Directions for this task
Print out the entries that follow exactly, missing none.
┌─ Record extracts
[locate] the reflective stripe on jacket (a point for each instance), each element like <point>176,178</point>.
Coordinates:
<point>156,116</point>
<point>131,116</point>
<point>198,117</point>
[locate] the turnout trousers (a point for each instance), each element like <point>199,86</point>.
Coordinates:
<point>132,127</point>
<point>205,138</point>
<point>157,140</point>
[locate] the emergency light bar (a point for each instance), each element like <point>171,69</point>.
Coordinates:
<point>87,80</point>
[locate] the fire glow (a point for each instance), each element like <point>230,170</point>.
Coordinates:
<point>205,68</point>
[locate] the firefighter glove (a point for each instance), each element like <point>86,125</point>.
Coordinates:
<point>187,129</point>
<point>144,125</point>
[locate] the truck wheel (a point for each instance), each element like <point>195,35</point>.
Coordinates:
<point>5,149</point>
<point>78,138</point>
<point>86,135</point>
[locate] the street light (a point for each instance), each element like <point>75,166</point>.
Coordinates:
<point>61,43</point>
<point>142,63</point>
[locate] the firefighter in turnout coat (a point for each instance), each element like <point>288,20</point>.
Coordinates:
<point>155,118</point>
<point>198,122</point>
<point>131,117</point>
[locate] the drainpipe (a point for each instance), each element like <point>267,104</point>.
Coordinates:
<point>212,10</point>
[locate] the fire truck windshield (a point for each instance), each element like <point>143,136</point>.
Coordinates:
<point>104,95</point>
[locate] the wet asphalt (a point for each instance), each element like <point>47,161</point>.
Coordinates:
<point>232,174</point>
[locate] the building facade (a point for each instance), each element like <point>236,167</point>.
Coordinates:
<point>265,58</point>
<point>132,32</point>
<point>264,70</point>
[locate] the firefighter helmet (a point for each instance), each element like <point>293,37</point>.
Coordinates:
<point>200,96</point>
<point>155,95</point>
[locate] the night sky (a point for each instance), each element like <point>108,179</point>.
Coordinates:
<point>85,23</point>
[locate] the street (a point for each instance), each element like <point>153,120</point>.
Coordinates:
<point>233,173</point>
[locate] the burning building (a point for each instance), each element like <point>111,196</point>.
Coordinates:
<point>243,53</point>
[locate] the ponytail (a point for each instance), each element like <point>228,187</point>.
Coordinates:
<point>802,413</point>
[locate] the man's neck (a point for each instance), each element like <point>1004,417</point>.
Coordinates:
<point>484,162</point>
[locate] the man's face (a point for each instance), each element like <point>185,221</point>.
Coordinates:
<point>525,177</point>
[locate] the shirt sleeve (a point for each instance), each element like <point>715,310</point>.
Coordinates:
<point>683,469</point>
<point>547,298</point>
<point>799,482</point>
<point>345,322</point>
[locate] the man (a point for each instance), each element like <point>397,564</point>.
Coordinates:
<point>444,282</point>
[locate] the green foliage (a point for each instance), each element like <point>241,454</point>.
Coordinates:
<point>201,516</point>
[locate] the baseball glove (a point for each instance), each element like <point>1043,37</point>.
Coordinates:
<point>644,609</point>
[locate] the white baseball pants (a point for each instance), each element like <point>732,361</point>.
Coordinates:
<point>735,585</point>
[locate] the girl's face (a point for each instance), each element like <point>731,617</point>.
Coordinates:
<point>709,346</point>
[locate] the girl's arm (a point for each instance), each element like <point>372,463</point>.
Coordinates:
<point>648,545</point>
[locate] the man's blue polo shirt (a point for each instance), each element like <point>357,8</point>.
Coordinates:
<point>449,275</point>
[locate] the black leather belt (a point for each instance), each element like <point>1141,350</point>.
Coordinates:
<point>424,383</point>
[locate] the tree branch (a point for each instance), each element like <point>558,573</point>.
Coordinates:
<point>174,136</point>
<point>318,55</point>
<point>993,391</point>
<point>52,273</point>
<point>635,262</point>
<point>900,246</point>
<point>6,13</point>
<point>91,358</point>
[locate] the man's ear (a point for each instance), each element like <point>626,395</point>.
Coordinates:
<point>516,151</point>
└─
Exercise solution
[locate] the reflective stripe on jacket (a point for each instance), each element like <point>176,178</point>.
Coordinates:
<point>156,116</point>
<point>131,116</point>
<point>198,117</point>
[locate] the turnout trousers (a point for each instance), each element like <point>199,86</point>.
Coordinates:
<point>132,127</point>
<point>205,138</point>
<point>157,140</point>
[locate] the emergency light bar (a point for each instance), each element like <point>171,69</point>.
Coordinates:
<point>87,80</point>
[locate] the fire glow (a point for each instance), each element like <point>230,170</point>.
Coordinates:
<point>205,68</point>
[locate] the firefighter glove (a point for each instance), each element like <point>86,125</point>.
Coordinates:
<point>187,129</point>
<point>144,125</point>
[locate] the truck wheel (a point for each instance), each element like <point>195,35</point>.
Coordinates:
<point>5,149</point>
<point>78,138</point>
<point>86,135</point>
[locate] the street light (a point for each instance), each element like <point>75,166</point>.
Coordinates:
<point>61,43</point>
<point>142,63</point>
[locate] the firefighter in turnout coat (a point for each instance), each element like <point>288,20</point>.
Coordinates:
<point>155,118</point>
<point>198,122</point>
<point>131,117</point>
[locate] the drainpipe (a point for each instance), each element like <point>267,104</point>.
Coordinates:
<point>212,10</point>
[locate] the fire truck windshield (a point for each instance), each element like <point>143,136</point>.
Coordinates:
<point>104,95</point>
[locate] the wet asphalt (a point for each instance), each element like <point>47,161</point>.
Coordinates:
<point>232,174</point>
[locate] the building facade (a point for each instance), each element like <point>236,167</point>.
Coordinates:
<point>265,58</point>
<point>132,32</point>
<point>264,70</point>
[locate] the firefighter helmet (a point for each instance), each element like <point>293,37</point>.
Coordinates:
<point>200,96</point>
<point>155,95</point>
[locate] the night sky (a point for each instance), each element like <point>108,179</point>.
Coordinates:
<point>85,23</point>
[locate] the street (a point for each instance), each element like <point>153,120</point>.
Coordinates:
<point>233,173</point>
[locate] the burning building (a point for each instance), each element like <point>111,196</point>.
Coordinates:
<point>243,53</point>
[locate] the ponytail (a point for each instance), each element like <point>228,187</point>.
Coordinates:
<point>802,413</point>
[locate] the man's neck (a point for each instance), each element like <point>1004,417</point>.
Coordinates:
<point>484,162</point>
[locate] the man's face (a point for each instance), each element like <point>185,221</point>.
Coordinates:
<point>525,177</point>
[locate] the shirt sleeve (a point for each instance), each element like <point>715,310</point>.
Coordinates:
<point>683,469</point>
<point>547,298</point>
<point>799,482</point>
<point>345,322</point>
[locate] the man (a point for each instance), each element like <point>397,564</point>.
Coordinates:
<point>444,282</point>
[locate] the green foliage (a point for each instance), each element like <point>241,454</point>.
Coordinates:
<point>201,516</point>
[locate] the baseball glove (a point for each instance), each element like <point>1043,37</point>.
Coordinates:
<point>644,609</point>
[locate] the white baseball pants (a point for each instance), each element like <point>732,361</point>.
Coordinates:
<point>735,585</point>
[locate] the girl's face (a point for each instance), each element like <point>731,617</point>.
Coordinates:
<point>709,346</point>
[locate] the girl's arm (a point for each instance), each element like <point>372,463</point>.
Coordinates:
<point>648,545</point>
[locate] the man's blue polo shirt (a point for each instance), each element like <point>357,8</point>.
Coordinates:
<point>449,275</point>
[locate] the black leather belt (a point for each instance), each element like <point>1141,350</point>.
Coordinates:
<point>424,383</point>
[locate] the tree branch (a point for each instance), each element like <point>558,573</point>.
Coordinates:
<point>174,136</point>
<point>318,55</point>
<point>993,391</point>
<point>52,273</point>
<point>635,262</point>
<point>900,246</point>
<point>6,13</point>
<point>91,358</point>
[locate] the man's ear (a point for each instance), each element like <point>626,395</point>.
Coordinates:
<point>516,151</point>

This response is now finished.